◆ **Input**:

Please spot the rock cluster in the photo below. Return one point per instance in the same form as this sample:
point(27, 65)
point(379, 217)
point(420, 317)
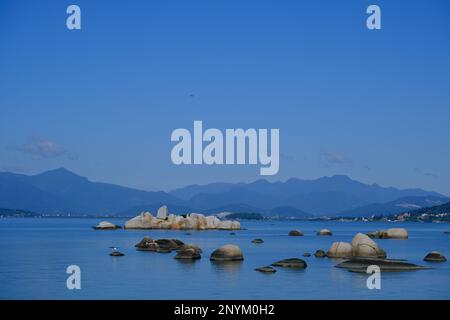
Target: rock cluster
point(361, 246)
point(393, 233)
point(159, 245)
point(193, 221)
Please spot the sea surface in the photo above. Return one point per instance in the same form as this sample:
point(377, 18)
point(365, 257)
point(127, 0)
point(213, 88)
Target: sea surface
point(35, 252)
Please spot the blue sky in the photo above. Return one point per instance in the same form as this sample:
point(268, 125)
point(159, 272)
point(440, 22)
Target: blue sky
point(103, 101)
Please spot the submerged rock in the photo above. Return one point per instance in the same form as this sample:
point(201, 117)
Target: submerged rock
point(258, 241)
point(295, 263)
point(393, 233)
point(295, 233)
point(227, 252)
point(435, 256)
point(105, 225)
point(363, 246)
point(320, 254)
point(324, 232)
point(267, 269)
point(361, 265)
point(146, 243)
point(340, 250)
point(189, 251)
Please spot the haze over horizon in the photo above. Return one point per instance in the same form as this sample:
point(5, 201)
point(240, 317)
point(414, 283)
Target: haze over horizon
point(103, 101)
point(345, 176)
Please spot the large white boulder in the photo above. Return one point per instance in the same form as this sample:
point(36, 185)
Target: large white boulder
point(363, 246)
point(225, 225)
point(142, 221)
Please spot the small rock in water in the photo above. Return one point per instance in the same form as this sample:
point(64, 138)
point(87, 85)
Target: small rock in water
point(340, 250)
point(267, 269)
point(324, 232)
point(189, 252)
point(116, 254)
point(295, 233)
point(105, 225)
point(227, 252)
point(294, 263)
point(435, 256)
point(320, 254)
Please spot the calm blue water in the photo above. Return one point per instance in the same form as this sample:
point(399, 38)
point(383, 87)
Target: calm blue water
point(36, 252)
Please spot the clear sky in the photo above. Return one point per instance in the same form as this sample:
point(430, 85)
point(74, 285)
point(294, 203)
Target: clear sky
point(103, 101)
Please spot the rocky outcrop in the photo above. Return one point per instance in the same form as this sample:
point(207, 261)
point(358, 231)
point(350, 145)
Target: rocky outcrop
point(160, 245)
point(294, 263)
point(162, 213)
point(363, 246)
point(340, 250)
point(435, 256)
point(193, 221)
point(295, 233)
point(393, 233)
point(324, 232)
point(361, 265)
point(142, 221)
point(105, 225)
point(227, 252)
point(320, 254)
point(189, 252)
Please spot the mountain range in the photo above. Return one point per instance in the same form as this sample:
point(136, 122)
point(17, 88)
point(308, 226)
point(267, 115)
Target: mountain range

◆ **Instructions for the task**: Sift through the material above and copy the lines that contain the word "range".

◆ **Response for this exercise**:
Please spot the mountain range in the photo above. Return one point per instance in the same form as this sample:
Target: mountain range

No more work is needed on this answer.